▸ **What the task requires**:
Beginning with the line containing "Please trace the outline of every instance of the pond" and ending with the last line of the records, set down every line exactly.

Contour labeling items
┌──

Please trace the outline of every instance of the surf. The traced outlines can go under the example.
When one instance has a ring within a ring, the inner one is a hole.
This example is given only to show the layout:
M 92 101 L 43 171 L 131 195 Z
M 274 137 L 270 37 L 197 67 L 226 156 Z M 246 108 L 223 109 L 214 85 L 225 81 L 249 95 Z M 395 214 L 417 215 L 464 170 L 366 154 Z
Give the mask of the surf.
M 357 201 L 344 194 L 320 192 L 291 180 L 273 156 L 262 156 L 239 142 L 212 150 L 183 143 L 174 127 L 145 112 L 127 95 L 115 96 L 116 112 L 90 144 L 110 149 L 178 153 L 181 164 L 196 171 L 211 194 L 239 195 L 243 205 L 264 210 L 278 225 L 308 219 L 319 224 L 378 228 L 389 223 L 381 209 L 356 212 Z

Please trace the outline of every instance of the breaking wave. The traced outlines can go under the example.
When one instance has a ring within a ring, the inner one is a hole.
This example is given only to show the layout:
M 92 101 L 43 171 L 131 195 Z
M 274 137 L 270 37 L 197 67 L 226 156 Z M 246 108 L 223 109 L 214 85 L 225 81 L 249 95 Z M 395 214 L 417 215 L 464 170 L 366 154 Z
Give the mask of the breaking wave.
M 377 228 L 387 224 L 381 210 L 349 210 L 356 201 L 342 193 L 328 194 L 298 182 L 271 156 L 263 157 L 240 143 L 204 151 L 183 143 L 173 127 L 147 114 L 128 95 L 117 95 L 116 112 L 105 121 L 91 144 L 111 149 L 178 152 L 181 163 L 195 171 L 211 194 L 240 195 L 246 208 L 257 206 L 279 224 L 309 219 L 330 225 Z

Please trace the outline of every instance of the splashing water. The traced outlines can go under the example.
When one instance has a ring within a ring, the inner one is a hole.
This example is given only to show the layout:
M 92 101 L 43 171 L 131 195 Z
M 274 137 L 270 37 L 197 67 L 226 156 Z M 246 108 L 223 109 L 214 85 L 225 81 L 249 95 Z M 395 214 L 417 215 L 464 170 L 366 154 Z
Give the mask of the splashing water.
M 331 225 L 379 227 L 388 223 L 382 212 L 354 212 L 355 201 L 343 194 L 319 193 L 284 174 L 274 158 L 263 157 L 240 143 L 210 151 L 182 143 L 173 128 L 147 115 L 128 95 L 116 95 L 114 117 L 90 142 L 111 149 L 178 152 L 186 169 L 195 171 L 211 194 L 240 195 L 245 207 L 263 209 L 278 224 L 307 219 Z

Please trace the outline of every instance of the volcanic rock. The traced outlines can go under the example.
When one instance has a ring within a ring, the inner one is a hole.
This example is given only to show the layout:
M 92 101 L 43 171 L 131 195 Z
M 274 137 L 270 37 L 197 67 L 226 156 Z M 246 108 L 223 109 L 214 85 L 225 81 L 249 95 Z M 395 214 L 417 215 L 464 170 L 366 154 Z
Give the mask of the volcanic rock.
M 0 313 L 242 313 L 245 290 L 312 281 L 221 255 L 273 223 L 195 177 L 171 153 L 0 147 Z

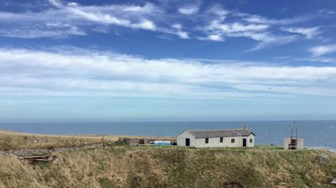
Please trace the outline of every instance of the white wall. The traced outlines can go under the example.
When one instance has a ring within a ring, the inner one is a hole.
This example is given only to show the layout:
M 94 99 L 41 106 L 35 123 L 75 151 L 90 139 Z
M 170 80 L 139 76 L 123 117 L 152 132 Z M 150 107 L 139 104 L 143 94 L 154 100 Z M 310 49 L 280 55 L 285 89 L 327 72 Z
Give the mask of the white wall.
M 220 138 L 209 138 L 209 143 L 205 143 L 205 138 L 196 139 L 188 131 L 185 131 L 177 136 L 177 145 L 186 146 L 186 138 L 190 139 L 190 146 L 197 147 L 242 147 L 243 138 L 246 138 L 246 147 L 254 147 L 254 135 L 248 136 L 223 137 L 223 143 L 220 143 Z M 231 143 L 231 139 L 234 139 L 234 143 Z M 252 143 L 250 143 L 252 139 Z
M 205 143 L 205 138 L 196 139 L 197 147 L 243 147 L 243 138 L 246 139 L 246 147 L 254 147 L 254 135 L 248 136 L 223 137 L 223 143 L 220 143 L 220 138 L 209 138 L 209 143 Z M 231 139 L 234 139 L 234 143 L 231 143 Z M 252 139 L 252 143 L 250 143 Z
M 190 138 L 190 146 L 195 147 L 196 139 L 187 131 L 185 131 L 177 136 L 177 145 L 186 146 L 186 138 Z
M 246 138 L 246 146 L 247 147 L 254 147 L 254 135 L 250 134 L 248 136 L 244 136 L 244 138 Z M 250 143 L 250 139 L 252 139 L 252 143 Z

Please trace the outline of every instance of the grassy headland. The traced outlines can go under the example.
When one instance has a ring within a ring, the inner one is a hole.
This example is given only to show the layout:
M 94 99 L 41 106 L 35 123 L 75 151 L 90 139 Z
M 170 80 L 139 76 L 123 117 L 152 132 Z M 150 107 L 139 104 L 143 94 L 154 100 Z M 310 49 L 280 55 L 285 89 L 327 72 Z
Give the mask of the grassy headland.
M 315 157 L 331 160 L 319 163 Z M 0 187 L 335 187 L 336 157 L 320 150 L 183 150 L 111 144 L 52 163 L 0 157 Z

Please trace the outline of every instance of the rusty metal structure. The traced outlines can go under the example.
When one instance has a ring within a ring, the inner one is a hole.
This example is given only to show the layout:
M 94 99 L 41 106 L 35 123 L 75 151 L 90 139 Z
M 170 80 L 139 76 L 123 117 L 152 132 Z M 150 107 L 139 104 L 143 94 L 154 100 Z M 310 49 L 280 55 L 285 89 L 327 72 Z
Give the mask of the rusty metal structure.
M 288 150 L 298 150 L 298 126 L 294 121 L 290 132 L 290 143 L 288 144 Z

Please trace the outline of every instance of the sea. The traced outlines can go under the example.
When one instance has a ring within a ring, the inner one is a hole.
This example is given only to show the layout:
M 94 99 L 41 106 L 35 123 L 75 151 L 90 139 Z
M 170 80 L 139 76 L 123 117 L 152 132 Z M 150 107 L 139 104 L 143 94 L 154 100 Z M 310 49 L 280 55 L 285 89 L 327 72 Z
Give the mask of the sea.
M 290 137 L 293 121 L 167 122 L 0 122 L 0 129 L 57 135 L 102 134 L 176 136 L 184 130 L 243 128 L 255 134 L 255 144 L 283 145 Z M 296 121 L 298 136 L 305 147 L 336 150 L 336 120 Z

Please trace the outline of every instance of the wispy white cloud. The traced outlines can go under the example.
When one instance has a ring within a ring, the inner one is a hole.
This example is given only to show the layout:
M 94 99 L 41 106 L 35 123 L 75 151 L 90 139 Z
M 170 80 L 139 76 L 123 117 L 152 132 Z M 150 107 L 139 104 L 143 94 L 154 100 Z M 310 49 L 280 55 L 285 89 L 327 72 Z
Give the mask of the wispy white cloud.
M 202 1 L 95 6 L 57 0 L 49 2 L 48 8 L 39 12 L 0 12 L 0 24 L 6 26 L 0 28 L 0 36 L 68 37 L 85 36 L 91 31 L 115 34 L 119 27 L 127 27 L 155 32 L 155 36 L 165 36 L 164 38 L 172 38 L 167 36 L 172 35 L 183 39 L 225 42 L 225 38 L 248 38 L 257 42 L 248 50 L 253 51 L 297 39 L 288 32 L 302 34 L 309 39 L 321 33 L 318 27 L 292 25 L 313 19 L 312 15 L 273 19 L 227 10 L 220 4 L 204 5 Z M 290 26 L 281 27 L 284 25 Z
M 336 45 L 319 45 L 312 48 L 309 50 L 314 57 L 321 56 L 336 52 Z
M 200 10 L 200 5 L 196 3 L 183 6 L 178 8 L 178 12 L 183 15 L 190 15 L 196 14 L 198 10 Z
M 283 27 L 282 30 L 290 33 L 300 34 L 305 36 L 307 38 L 311 39 L 319 35 L 321 32 L 318 27 Z
M 336 96 L 336 67 L 332 66 L 239 62 L 209 64 L 76 49 L 0 49 L 0 59 L 1 94 L 207 99 Z
M 248 14 L 240 14 L 243 16 L 243 20 L 248 22 L 255 24 L 279 24 L 286 25 L 292 24 L 298 22 L 307 21 L 312 19 L 312 16 L 304 15 L 301 17 L 293 17 L 293 18 L 284 18 L 284 19 L 270 19 L 266 17 L 262 17 L 257 15 L 248 15 Z

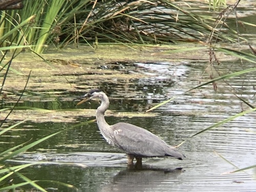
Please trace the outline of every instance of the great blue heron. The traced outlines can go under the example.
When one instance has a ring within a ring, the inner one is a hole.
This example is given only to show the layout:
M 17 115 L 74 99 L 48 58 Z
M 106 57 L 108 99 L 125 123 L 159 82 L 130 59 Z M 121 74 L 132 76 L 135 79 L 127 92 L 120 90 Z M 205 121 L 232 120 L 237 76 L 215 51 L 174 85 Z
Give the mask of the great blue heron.
M 119 122 L 110 125 L 105 120 L 104 114 L 110 102 L 103 91 L 93 89 L 86 93 L 79 105 L 88 100 L 99 98 L 100 106 L 96 112 L 97 124 L 100 133 L 110 144 L 117 146 L 127 154 L 128 166 L 133 165 L 134 158 L 136 166 L 142 166 L 142 158 L 172 157 L 182 160 L 185 156 L 174 147 L 167 145 L 164 141 L 144 129 L 133 124 Z

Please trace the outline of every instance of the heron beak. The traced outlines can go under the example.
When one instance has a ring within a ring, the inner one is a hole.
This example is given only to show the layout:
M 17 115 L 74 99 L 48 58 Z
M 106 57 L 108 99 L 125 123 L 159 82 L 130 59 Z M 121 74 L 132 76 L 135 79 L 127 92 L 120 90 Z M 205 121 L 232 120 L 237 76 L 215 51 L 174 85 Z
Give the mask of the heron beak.
M 90 100 L 90 97 L 87 97 L 85 99 L 82 100 L 81 101 L 80 101 L 77 104 L 76 104 L 76 106 L 77 106 L 77 105 L 79 105 L 79 104 L 83 103 L 84 102 L 86 102 L 86 101 L 87 101 L 89 100 Z

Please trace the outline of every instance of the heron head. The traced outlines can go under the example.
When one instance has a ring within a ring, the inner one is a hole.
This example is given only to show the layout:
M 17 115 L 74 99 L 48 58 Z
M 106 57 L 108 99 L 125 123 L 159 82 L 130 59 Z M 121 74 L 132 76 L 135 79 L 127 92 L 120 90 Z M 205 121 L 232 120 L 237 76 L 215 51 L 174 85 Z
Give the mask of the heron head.
M 80 98 L 82 98 L 81 101 L 78 103 L 76 105 L 79 105 L 84 102 L 89 101 L 89 100 L 95 98 L 99 98 L 100 97 L 100 93 L 102 93 L 102 91 L 99 89 L 92 89 L 89 92 L 86 93 L 84 95 L 81 97 Z

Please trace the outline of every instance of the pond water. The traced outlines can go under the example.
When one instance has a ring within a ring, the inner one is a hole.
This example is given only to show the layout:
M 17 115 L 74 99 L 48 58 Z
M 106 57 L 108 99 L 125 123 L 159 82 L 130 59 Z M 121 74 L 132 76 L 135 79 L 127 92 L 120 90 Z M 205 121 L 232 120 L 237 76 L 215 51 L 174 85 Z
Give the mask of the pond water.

└──

▸ **Complete response**:
Please trace the outline of every instance of the pond water. The traced outlines can go under the example.
When one instance has a ring within a ring, the inner one is a hole.
This example is given only to show the layout:
M 17 115 L 74 99 L 48 58 Z
M 106 57 L 108 99 L 125 123 L 159 82 L 130 59 Z M 121 74 L 132 76 L 135 79 L 127 92 L 120 90 Z M 205 121 L 232 120 L 237 76 L 215 51 L 174 85 Z
Give the mask of the pond water.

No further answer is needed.